= EXERCISE REQUIREMENTS =
For the data below, give again exactly the lines from the one containing "Target: entire blue" through the one containing "Target: rocky gravel", both ends included, and no others.

= RECORDS FOR PROCESSING =
Content starts
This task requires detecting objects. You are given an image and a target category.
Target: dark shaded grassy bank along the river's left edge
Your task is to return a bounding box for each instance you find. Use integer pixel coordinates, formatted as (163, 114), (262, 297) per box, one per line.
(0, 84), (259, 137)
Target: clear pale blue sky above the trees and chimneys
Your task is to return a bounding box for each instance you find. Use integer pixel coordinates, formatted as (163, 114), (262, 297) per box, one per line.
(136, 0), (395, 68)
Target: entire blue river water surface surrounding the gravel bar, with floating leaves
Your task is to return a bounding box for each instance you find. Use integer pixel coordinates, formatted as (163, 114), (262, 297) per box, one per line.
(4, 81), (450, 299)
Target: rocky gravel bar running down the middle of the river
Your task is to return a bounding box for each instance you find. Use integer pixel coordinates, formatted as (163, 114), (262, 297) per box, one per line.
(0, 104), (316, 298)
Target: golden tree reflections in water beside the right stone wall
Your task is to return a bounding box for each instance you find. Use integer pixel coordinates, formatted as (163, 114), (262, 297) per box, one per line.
Content ends
Content starts
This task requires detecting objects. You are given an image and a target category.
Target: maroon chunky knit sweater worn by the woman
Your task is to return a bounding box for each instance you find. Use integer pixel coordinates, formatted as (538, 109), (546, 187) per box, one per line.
Content ends
Content starts
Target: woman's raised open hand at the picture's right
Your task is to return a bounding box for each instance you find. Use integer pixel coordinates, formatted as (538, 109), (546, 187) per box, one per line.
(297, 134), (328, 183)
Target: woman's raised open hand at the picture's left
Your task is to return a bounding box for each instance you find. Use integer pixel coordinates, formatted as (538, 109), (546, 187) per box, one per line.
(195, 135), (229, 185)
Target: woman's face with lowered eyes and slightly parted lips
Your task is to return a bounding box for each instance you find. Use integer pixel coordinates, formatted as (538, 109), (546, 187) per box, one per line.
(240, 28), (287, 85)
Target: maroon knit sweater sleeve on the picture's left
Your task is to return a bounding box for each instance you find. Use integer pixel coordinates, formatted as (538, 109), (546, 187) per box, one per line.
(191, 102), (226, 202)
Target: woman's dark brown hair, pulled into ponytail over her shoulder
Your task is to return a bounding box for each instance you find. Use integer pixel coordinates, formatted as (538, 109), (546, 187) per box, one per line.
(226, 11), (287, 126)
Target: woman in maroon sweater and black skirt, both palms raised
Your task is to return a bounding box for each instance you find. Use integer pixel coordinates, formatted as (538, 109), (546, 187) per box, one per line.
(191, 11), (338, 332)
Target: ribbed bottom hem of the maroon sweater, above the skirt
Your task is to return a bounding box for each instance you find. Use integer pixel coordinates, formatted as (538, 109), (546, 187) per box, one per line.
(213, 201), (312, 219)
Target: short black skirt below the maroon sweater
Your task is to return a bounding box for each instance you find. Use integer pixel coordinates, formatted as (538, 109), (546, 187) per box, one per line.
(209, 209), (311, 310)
Content ends
= WORKED SOLUTION =
Target: entire blue river water surface surrounding the gravel bar, with floating leaves
Your task is to return a bounding box for each instance you find. Use integer pixel coordinates, formatted as (163, 114), (262, 297) per box, one per line.
(4, 81), (450, 299)
Target: rocky gravel bar running down the middle of the river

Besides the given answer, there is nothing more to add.